Report each line of the records below that contains the word "road".

====== Supplied material ======

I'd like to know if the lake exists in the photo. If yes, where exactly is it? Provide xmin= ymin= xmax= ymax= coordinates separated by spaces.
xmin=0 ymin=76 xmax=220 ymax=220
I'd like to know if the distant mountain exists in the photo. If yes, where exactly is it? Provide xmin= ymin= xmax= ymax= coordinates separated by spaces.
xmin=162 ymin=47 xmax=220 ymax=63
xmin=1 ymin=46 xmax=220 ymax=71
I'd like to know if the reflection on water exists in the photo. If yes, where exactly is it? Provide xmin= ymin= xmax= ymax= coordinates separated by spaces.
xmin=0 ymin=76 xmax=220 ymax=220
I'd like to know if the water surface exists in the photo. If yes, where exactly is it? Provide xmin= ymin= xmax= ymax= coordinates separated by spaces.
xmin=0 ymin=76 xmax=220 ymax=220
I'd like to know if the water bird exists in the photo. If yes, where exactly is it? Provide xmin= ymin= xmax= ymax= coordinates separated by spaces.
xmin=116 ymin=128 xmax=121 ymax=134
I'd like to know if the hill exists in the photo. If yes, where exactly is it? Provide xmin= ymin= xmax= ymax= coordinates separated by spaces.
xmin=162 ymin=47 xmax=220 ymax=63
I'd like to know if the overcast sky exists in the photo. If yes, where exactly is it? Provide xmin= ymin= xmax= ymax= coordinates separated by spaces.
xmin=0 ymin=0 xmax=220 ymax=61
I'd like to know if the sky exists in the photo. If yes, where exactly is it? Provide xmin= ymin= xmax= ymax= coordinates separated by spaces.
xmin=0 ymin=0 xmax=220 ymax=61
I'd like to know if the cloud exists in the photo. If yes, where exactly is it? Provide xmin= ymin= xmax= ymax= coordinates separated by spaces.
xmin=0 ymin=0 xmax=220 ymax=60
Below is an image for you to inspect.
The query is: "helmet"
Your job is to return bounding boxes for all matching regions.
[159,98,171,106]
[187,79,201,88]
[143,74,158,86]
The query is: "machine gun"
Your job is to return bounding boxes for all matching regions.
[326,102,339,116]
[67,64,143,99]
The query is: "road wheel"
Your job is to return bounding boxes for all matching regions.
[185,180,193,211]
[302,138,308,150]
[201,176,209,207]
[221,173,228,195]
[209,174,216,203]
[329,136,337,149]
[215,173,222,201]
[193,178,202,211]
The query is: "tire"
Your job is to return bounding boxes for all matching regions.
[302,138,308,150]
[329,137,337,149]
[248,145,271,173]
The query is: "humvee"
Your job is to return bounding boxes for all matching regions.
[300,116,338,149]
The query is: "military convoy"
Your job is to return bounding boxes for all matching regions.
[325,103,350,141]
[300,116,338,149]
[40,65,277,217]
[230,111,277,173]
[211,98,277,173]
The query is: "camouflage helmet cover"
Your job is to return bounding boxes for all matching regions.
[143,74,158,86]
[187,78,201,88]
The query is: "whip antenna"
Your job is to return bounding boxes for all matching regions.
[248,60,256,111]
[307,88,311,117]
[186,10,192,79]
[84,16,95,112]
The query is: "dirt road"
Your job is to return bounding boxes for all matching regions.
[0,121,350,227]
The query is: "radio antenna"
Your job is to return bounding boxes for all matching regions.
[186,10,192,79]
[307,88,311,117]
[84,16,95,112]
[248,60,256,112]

======

_Complete output_.
The query is: "road wheel"
The query is: "dirt road"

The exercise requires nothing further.